[課題一覧]:
A – ルミックスの記事の本文から、「HOME > 連載 >」を含む語句から書き始め、「C-GH4を使用しています。」まで書いたところで止めて、その部分を一字も変えずに出力してください。
B – ルミックスの15年間を振り返る記事の本文を、最後に示された文の後から引き継いで書いてください。

[本文]:
***

HOME > 連載 > 麻倉怜士のまるごと好奇心 > 72回 パナソニック ルミックスが歩んだ15年間を事業部長と振り返る(前)
2017年2月15日/麻倉怜士
今年のCES 2017で正式に発表されたパナソニックのデジタル一眼カメラ「LUMIX DC-GH5」。1月8日の【麻倉怜士のCES 2017リポート】では、いち早く山根洋介さん(パナソニックAVCネットワークス社 イメージングネットワーク事業部長)へのインタビューを敢行したが、ここでは昨年15周年を迎えたルミックスブランドの歴史を、同じく山根事業部長に振り返っていただく。デジカメ市場からの撤退を余儀なくされるメーカーも少なくない昨今、いかにしてルミックスは現在のブランド力を築き上げたのか。そこにはさまざまな"偶然"と"必然"が重なり合ったストーリーが隠されていた。(編集部)
麻倉 実は私、ルミックスを一番最初のモデルから取材し、使っているんです。2001年発売の普及機DMC-F7とハイエンド機のDMC-LC5ですね。その後も長く取材を続け、自分では現在DMC-GH4を使用しています。

***

[提供資料]:

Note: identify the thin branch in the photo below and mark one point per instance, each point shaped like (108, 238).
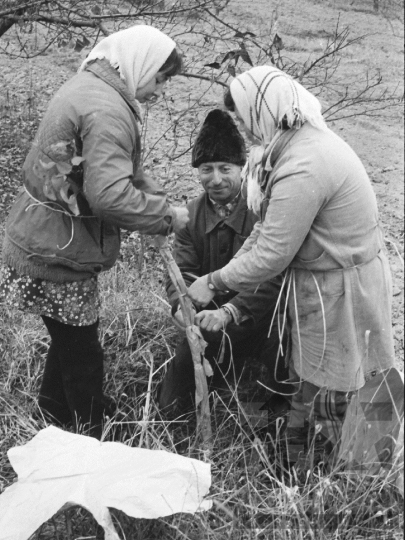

***

[出力結果]:
A –
HOME > 連載 > 麻倉怜士のまるごと好奇心 > 72回 パナソニック ルミックスが歩んだ15年間を事業部長と振り返る(前)
2017年2月15日/麻倉怜士
今年のCES 2017で正式に発表されたパナソニックのデジタル一眼カメラ「LUMIX DC-GH5」。1月8日の【麻倉怜士のCES 2017リポート】では、いち早く山根洋介さん(パナソニックAVCネットワークス社 イメージングネットワーク事業部長)へのインタビューを敢行したが、ここでは昨年15周年を迎えたルミックスブランドの歴史を、同じく山根事業部長に振り返っていただく。デジカメ市場からの撤退を余儀なくされるメーカーも少なくない昨今、いかにしてルミックスは現在のブランド力を築き上げたのか。そこにはさまざまな"偶然"と"必然"が重なり合ったストーリーが隠されていた。(編集部)
麻倉 実は私、ルミックスを一番最初のモデルから取材し、使っているんです。2001年発売の普及機DMC-F7とハイエンド機のDMC-LC5ですね。その後も長く取材を続け、自分では現在DMC-GH4を使用しています。

B –
山根 ありがとうございます。
麻倉 さまざまな切り口を展開してくれるので、新製品が出るたびに注目しているのですが、今日は少し大きな視点でのお話を3つおうかがいしたいと思います。1つめは、どうしてルミックスブランドはデジカメ市場でサヴァイヴすることができたのか。2つめは、スマホで何でもできてしまう時代にデジカメならではの個性をどう打ち出していくのか。3つめは、今後の4Kや6K、8Kの時代にどう対応していくか。
山根 なるほど。どれも重要なポイントですね。
麻倉 まず私がルミックスを使っていて感動するのは、人がやっていないことをやる姿勢です。ニコンやキヤノンが一眼レフというジャンルに軸足を置いているのに対して、ミラーレスを積極的に展開したり、手ブレ補正にも大きな力を注がれている。そしてGH4を使っていて私がもっとも感心させられるのは、テレビの画面撮りです。これは私の職業柄、とても重宝しています。テレビの画面を撮るという点では、世界最高のカメラではないでしょうか。
山根 それは嬉しいご指摘です。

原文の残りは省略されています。